- _SELECTED EXTRACT_

This little pamphlet helped make the Declaration of Independence happen. Only a third of American colonists favored separation from Britain before Common Sense was first published in January 1776; it swayed as much as another third. Paine’s compelling arguments about the purpose and nature of government still hold up.

“Society is produced by our wants, and government by our wickedness; the former promotes our happiness Positively by uniting our affections, the latter Negatively by restraining our vices. The one encourages intercourse, the other creates distinctions. The first is a patron, the last a punisher… Government, like dress, is the badge of lost innocence; … For were the impulses of conscience clear, uniform and irresistibly obeyed, man would need no other lawgiver; but that not being the case, he finds it necessary to surrender up a part of his property to furnish means for the protection of the rest… Society in every state is a blessing, but government even in its best state is but a necessary evil; in its worst state an intolerable one…”

- _STATED PROBLEM 1_
Rewrite the records, replacing "building facade" with "storefront" and leaving everything else unchanged.
The passage on Common Sense has no connection to the records that follow it.

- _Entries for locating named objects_
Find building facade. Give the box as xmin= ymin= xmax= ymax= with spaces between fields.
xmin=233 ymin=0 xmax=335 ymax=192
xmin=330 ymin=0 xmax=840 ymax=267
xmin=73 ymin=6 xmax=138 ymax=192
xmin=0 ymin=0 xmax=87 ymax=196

- _STATED PROBLEM 2_
From the passage on Common Sense, copy word for word everything from "This little pamphlet" down to "still hold up.".

- _COMPLETE RESPONSE 1_
Find storefront. Give the box as xmin= ymin= xmax= ymax= with spaces between fields.
xmin=233 ymin=0 xmax=335 ymax=192
xmin=330 ymin=0 xmax=840 ymax=267
xmin=73 ymin=6 xmax=138 ymax=192
xmin=0 ymin=0 xmax=87 ymax=196

- _COMPLETE RESPONSE 2_
This little pamphlet helped make the Declaration of Independence happen. Only a third of American colonists favored separation from Britain before Common Sense was first published in January 1776; it swayed as much as another third. Paine’s compelling arguments about the purpose and nature of government still hold up.